Selected excerpt:
⁂
A measure of uncertainty in the meaning of language model outputs.
Semantic entropy is a framework for quantifying uncertainty in the meanings produced by language models, rather than in their raw token-level predictions. While classical information-theoretic entropy measures the unpredictability of discrete symbols, semantic entropy operates at the level of meaning: two different generated strings that express the same proposition are treated as equivalent, and uncertainty is computed over these equivalence classes of meaning rather than over surface-level text. This distinction matters because a model might generate many paraphrases of the same idea with high token-level diversity but low semantic uncertainty, or conversely produce outputs that are superficially similar yet semantically contradictory.
In practice, semantic entropy is estimated by sampling multiple outputs from a language model for a given prompt, clustering those outputs by semantic equivalence (often using natural language inference models or embedding similarity to judge whether two responses mean the same thing), and then computing entropy over the resulting clusters. A high semantic entropy score signals that the model is genuinely uncertain about the correct answer — it is generating responses with meaningfully different content — while low semantic entropy suggests the model is consistently expressing the same underlying claim, even if the wording varies.
⁂
Recorded information:
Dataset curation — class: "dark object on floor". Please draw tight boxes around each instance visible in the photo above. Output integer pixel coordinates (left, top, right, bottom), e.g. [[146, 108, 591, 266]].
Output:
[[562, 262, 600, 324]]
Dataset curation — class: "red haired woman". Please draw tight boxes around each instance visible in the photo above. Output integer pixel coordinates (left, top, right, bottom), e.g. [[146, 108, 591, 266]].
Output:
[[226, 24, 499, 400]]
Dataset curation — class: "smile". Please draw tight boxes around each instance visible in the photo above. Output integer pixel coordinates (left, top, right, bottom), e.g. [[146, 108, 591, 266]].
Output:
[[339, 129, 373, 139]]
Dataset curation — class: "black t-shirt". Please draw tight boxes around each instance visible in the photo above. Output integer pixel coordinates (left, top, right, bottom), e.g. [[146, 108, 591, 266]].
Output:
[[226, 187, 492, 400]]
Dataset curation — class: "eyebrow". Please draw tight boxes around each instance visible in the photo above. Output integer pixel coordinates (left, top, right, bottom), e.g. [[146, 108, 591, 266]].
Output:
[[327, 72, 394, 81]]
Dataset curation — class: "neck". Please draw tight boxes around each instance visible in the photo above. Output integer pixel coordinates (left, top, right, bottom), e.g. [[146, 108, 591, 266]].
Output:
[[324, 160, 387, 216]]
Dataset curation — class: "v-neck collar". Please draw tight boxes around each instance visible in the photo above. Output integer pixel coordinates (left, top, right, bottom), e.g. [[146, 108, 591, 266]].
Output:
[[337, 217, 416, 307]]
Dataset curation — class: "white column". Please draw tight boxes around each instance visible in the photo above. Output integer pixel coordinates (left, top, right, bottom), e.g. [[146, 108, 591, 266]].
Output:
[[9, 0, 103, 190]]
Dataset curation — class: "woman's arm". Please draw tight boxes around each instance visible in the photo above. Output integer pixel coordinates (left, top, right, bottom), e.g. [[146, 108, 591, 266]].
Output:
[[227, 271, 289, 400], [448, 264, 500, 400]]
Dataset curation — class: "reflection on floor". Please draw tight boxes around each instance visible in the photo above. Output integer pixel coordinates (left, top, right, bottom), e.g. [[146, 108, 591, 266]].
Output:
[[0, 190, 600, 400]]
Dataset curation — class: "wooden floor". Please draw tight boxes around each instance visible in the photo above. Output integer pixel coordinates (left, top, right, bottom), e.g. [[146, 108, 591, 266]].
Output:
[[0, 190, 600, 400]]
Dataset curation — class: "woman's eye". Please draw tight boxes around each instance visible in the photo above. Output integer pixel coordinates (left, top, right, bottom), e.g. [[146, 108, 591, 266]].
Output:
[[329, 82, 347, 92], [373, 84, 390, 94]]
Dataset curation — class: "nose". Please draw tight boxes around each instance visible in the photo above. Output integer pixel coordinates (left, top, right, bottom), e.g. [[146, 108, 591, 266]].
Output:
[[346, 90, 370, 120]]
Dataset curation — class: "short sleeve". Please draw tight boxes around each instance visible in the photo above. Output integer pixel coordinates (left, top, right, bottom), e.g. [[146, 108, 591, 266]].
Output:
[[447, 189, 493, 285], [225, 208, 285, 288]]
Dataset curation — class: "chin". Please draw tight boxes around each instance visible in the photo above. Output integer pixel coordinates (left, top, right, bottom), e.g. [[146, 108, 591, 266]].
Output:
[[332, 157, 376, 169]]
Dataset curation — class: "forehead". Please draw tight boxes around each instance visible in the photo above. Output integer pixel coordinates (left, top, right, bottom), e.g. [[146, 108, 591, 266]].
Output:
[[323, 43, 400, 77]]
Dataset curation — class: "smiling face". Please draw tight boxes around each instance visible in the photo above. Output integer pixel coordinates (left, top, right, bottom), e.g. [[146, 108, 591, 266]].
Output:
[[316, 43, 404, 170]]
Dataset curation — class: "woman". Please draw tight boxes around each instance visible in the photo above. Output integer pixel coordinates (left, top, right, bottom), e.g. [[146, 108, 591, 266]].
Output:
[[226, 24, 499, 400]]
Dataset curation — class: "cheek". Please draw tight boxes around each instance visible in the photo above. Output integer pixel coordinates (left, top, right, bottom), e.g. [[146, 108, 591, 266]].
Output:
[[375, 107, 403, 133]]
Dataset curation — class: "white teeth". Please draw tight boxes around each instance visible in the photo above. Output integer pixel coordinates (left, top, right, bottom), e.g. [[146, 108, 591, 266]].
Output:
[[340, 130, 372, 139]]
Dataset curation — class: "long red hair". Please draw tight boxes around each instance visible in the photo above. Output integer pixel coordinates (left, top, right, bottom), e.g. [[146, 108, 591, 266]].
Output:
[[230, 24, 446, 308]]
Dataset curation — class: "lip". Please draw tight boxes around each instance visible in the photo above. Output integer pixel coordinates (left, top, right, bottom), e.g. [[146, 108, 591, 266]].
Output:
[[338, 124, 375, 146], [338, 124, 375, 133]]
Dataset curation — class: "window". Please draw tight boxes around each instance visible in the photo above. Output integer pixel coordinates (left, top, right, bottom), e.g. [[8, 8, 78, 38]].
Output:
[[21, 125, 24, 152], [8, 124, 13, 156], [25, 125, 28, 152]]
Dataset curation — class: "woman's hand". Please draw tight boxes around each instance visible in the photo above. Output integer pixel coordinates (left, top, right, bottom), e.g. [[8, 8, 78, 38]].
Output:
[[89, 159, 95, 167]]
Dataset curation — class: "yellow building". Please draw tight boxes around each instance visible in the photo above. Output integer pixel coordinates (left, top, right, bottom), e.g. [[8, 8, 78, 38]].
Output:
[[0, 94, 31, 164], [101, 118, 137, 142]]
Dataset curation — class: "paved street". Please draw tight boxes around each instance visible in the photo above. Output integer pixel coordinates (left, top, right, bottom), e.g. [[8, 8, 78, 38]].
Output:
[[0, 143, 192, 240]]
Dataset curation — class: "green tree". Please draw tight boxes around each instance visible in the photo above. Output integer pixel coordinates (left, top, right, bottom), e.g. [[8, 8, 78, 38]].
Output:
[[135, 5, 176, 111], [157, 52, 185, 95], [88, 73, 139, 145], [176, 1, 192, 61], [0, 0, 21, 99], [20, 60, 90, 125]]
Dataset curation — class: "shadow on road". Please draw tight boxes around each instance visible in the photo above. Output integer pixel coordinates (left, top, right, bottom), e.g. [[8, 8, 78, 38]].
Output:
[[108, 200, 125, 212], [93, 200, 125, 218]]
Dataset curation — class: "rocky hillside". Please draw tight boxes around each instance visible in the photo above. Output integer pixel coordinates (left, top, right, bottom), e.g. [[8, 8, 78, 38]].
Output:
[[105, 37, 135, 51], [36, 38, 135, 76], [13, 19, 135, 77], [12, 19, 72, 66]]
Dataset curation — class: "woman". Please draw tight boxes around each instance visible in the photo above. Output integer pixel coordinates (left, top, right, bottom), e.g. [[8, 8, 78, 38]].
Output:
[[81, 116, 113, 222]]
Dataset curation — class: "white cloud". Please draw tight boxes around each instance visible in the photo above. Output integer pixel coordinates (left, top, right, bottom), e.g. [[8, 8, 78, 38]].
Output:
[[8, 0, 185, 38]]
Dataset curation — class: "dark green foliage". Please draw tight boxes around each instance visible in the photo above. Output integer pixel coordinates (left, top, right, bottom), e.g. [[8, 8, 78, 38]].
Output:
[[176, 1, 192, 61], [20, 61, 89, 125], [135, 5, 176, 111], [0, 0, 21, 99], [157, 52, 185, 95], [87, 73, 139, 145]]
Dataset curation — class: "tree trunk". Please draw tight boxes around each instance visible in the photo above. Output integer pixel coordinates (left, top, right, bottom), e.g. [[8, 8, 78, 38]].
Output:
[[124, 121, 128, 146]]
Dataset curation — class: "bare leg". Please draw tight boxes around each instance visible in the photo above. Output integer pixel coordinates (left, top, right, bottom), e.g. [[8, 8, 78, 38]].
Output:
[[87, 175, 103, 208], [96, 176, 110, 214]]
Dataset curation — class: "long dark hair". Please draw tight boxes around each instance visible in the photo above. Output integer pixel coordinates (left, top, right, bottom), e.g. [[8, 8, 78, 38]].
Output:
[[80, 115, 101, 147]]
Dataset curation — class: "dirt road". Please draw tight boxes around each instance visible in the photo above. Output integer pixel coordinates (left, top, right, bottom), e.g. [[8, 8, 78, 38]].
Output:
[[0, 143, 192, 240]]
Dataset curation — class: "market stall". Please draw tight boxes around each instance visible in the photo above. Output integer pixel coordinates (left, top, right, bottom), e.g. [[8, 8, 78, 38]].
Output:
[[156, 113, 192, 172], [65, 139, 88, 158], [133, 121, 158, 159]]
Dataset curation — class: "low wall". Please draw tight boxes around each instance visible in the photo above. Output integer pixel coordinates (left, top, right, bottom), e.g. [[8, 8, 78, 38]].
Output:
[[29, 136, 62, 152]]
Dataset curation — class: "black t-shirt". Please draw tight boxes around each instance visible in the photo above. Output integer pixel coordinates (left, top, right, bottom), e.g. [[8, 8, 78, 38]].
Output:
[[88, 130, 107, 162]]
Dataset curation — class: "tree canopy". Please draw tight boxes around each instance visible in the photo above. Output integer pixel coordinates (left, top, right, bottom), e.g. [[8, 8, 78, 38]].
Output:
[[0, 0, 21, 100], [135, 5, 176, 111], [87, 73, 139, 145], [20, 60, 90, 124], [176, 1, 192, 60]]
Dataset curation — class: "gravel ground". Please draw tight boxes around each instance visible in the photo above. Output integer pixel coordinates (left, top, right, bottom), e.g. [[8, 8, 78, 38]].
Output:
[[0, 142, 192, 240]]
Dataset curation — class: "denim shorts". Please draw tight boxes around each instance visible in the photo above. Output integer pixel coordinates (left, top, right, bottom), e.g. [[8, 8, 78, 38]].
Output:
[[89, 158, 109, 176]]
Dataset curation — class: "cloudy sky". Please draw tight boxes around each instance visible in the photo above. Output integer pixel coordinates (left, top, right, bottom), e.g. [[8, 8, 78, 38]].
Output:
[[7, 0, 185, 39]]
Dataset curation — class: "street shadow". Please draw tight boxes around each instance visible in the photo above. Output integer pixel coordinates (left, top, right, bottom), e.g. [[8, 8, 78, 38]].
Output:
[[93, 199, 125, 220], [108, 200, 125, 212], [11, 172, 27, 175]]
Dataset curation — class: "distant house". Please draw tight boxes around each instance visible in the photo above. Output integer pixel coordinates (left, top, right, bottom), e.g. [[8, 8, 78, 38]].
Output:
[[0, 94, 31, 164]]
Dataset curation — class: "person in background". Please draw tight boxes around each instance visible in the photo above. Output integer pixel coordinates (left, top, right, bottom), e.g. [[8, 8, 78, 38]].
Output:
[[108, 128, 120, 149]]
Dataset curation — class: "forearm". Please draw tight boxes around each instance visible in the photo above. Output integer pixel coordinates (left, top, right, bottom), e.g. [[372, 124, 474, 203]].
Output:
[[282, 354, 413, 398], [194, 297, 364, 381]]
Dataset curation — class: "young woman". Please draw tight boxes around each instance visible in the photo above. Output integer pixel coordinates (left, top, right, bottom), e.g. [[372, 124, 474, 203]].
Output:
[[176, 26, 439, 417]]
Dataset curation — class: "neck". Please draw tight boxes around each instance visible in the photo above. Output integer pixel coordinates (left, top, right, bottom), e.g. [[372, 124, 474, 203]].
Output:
⁂
Activity A:
Answer these questions from the semantic entropy text:
(i) How does semantic entropy treat two different generated strings that express the same proposition?
(ii) In practice, what is entropy computed over once the sampled outputs have been grouped?
(iii) What does a high semantic entropy score signal?
Activity B:
In the semantic entropy text, take everything from "In practice, semantic" down to "the wording varies." and write it out again with "prompt" changed to "query".

Exercise output A:
(i) They are treated as equivalent.
(ii) It is computed over the resulting clusters.
(iii) The model is genuinely uncertain about the correct answer.

Exercise output B:
In practice, semantic entropy is estimated by sampling multiple outputs from a language model for a given query, clustering those outputs by semantic equivalence (often using natural language inference models or embedding similarity to judge whether two responses mean the same thing), and then computing entropy over the resulting clusters. A high semantic entropy score signals that the model is genuinely uncertain about the correct answer — it is generating responses with meaningfully different content — while low semantic entropy suggests the model is consistently expressing the same underlying claim, even if the wording varies.